(Exercise objective)
Set out each line from the following listing that includes the word "jacket".

(Extracted data)

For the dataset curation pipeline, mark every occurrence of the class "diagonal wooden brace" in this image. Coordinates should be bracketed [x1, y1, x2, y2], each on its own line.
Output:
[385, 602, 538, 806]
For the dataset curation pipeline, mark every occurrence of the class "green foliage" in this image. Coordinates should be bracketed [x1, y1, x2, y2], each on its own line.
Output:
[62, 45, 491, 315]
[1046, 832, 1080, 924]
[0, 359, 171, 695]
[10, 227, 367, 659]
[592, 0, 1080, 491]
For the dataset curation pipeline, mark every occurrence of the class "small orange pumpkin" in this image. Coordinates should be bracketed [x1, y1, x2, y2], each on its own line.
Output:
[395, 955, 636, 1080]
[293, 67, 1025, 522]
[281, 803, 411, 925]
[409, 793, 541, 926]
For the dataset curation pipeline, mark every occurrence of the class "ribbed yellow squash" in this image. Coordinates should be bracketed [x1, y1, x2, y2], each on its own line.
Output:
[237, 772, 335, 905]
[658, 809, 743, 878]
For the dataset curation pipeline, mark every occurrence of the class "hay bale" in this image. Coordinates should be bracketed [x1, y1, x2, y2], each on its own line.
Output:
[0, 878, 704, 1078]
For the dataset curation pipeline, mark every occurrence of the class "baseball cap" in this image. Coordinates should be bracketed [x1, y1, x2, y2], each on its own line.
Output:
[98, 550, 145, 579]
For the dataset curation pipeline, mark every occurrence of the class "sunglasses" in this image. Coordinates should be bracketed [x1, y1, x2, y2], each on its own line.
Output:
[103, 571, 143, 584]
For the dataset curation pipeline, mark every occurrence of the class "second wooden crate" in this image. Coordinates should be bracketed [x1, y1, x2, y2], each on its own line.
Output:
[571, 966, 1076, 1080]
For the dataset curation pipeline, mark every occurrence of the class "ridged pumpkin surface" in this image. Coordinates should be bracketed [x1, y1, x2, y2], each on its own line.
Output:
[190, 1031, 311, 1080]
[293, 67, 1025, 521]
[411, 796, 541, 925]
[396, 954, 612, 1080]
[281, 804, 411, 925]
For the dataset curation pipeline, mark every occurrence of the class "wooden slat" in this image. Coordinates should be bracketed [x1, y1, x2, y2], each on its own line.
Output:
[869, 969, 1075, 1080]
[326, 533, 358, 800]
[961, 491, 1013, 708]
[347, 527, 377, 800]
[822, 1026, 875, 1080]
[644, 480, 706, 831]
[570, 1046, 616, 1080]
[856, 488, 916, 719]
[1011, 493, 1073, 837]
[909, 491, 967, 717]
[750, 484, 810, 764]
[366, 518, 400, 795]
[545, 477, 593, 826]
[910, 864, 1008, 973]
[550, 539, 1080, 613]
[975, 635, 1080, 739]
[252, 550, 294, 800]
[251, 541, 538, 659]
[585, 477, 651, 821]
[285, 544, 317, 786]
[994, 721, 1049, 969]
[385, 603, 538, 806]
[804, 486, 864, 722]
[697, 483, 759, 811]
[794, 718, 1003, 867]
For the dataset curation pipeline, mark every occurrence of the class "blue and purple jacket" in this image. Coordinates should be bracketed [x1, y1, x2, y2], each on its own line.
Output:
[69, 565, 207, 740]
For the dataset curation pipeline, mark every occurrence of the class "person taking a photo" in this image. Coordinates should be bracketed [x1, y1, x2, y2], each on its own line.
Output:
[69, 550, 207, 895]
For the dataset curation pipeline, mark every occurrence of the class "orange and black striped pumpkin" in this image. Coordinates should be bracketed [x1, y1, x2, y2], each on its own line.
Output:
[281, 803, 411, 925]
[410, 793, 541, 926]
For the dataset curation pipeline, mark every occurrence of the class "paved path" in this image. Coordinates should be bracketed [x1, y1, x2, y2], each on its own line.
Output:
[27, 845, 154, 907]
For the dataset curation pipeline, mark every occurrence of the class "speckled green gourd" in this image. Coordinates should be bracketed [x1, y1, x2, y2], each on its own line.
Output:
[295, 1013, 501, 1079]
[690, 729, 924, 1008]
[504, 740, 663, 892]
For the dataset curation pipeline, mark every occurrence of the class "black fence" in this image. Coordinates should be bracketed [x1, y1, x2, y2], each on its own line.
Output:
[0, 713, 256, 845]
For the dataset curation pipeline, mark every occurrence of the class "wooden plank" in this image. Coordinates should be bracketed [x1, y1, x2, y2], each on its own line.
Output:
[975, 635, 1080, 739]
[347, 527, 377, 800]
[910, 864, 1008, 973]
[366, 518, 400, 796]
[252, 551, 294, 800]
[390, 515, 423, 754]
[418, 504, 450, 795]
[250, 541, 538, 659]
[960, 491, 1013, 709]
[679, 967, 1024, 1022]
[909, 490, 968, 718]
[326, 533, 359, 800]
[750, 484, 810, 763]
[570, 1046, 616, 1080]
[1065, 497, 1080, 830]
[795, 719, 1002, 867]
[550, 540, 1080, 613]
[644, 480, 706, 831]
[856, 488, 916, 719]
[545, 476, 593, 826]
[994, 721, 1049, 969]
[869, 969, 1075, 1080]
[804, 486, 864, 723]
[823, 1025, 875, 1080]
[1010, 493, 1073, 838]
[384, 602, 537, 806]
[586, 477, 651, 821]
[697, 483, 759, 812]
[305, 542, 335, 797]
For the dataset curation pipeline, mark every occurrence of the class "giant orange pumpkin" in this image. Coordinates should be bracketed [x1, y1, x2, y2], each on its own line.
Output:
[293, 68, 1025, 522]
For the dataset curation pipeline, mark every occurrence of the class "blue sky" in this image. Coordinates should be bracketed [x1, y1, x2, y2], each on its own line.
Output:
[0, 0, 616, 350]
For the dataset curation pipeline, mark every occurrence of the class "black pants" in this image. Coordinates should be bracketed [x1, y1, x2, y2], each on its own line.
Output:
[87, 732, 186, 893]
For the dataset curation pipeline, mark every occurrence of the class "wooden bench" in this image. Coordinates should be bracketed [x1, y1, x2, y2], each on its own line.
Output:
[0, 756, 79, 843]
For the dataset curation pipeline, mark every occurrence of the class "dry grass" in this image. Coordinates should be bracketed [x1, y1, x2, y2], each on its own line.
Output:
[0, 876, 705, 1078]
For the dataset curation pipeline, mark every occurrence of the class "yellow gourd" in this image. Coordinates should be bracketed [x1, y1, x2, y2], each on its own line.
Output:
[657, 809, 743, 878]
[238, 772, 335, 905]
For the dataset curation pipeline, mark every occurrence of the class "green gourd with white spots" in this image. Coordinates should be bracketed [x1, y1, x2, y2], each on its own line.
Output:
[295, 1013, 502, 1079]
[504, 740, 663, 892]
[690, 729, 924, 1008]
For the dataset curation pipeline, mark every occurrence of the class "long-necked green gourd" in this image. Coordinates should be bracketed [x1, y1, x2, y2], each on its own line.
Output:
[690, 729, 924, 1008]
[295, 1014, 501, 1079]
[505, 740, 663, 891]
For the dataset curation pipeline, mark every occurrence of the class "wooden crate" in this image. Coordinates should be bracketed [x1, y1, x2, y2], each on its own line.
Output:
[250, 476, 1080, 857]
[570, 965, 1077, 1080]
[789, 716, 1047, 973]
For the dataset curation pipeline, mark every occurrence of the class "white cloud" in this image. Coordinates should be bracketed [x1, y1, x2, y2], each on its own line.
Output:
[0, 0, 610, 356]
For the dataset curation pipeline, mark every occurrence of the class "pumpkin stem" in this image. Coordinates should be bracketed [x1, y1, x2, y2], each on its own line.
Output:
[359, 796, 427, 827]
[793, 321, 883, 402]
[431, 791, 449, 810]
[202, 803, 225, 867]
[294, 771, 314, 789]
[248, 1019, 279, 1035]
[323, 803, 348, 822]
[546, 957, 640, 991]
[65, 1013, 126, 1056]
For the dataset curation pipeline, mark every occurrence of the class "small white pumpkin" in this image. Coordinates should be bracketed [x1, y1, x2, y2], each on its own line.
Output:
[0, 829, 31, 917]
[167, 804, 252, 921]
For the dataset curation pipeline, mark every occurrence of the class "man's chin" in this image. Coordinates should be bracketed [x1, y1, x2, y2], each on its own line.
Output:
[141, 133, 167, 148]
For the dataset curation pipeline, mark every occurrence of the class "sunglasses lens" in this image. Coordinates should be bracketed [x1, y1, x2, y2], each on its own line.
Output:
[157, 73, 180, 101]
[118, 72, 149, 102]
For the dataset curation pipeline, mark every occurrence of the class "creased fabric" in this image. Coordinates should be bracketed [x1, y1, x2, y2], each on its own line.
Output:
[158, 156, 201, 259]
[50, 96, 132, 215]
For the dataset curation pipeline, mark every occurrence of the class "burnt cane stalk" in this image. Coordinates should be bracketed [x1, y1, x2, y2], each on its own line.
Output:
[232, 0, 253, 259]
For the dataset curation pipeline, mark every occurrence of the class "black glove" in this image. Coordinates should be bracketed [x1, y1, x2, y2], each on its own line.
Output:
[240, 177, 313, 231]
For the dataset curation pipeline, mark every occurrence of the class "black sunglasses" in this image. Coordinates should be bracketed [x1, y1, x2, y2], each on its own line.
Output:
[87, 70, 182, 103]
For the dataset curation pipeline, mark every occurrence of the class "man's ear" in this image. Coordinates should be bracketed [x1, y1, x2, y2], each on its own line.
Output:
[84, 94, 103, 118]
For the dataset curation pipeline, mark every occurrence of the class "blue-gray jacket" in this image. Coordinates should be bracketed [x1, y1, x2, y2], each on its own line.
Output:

(Reply to the exercise)
For the dataset curation pipeline, mark every occurrence of the class "blue and purple jacket" in this image. Coordinates should be bracketed [x1, y1, x2, y2], each on its own line.
For the dataset curation pipeline, mark every occurrence of the class "blue-gray jacket" in this image. Coordinates should be bracketed [x1, y1, x2, y2], each on its own line.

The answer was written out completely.